▶ What you are asked to do
Copy out every line of the records below word for word, with no changes.

____ Dataset extract

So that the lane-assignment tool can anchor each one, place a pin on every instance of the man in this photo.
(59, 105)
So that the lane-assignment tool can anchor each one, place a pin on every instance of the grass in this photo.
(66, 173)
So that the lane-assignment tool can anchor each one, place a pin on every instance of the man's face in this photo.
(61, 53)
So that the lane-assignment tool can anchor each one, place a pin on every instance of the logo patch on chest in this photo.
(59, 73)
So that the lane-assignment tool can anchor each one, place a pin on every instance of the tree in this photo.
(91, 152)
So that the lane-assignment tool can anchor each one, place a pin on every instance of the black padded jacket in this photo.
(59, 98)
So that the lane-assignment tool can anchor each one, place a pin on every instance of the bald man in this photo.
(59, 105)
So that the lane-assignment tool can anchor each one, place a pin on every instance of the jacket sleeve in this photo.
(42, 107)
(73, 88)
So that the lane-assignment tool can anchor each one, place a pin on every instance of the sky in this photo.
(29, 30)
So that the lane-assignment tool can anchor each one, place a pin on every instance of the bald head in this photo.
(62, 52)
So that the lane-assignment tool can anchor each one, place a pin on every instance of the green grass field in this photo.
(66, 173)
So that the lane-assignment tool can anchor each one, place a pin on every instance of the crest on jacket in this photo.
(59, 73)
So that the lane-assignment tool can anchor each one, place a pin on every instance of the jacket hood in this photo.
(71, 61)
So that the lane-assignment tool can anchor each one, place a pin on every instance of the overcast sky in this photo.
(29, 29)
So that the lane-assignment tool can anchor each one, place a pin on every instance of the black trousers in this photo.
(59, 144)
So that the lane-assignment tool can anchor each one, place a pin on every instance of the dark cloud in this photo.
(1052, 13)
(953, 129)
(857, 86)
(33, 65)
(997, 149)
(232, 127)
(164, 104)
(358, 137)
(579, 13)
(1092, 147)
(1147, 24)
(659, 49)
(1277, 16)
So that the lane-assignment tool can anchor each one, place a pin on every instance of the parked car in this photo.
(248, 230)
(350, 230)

________

▶ Full response
So that the lane-assignment tool can anchor each one, place a pin on every instance of the man in this photo.
(59, 105)
So that the lane-assignment tool can anchor each one, place a pin on every instance of the grass in this photo.
(66, 173)
So that the lane-assignment tool can anchor each one, place a pin on every instance of the man's face in this photo.
(61, 53)
So that the lane-assignment tool can anchor each one, place a pin on every instance of the logo patch on chest in this photo.
(59, 73)
So that the lane-assignment tool can anchor each one, place a pin on every instance of the tree in this photo.
(91, 152)
So that the lane-assignment tool can anchor each one, place a pin on every instance of the black padded jacket in this photo.
(59, 98)
So that the lane-assignment tool can anchor each one, place a pin on every instance of the bald man in this photo.
(59, 105)
So that the lane-assignment tool can anchor each one, place a pin on every instance of the jacket sleeve in this photo.
(42, 107)
(73, 88)
So that the lane-assignment tool can anchor each one, place a pin on every instance of the sky in this photo.
(29, 30)
So that the lane-assignment tool can anchor each one, place a pin on every instance of the bald head in this photo.
(62, 52)
So that the lane-assignment tool can anchor each one, place a pin on every instance of the green grass field in this photo.
(66, 173)
So that the lane-assignment tool can anchor each one, place a pin on every instance of the crest on jacket in this photo.
(59, 73)
So that the lane-assignment tool can anchor each one, place a pin on every instance of the jacket hood in this photo.
(71, 61)
So that the lane-assignment tool can anchor each one, place a pin on every instance of the overcast sky in this photo.
(29, 29)
So that the lane-assignment tool can anchor each one, place a pin on every instance of the black trousers in this photo.
(59, 144)
So that the lane-assignment tool can anchor each one, place a pin on every instance of the dark cloud in this photo.
(1052, 13)
(953, 129)
(857, 86)
(33, 65)
(997, 149)
(232, 127)
(164, 104)
(358, 137)
(579, 13)
(1092, 147)
(1147, 24)
(659, 49)
(1277, 16)
So that the lane-assignment tool can anchor each one, place a pin on every instance of the parked car in this photo.
(248, 230)
(350, 230)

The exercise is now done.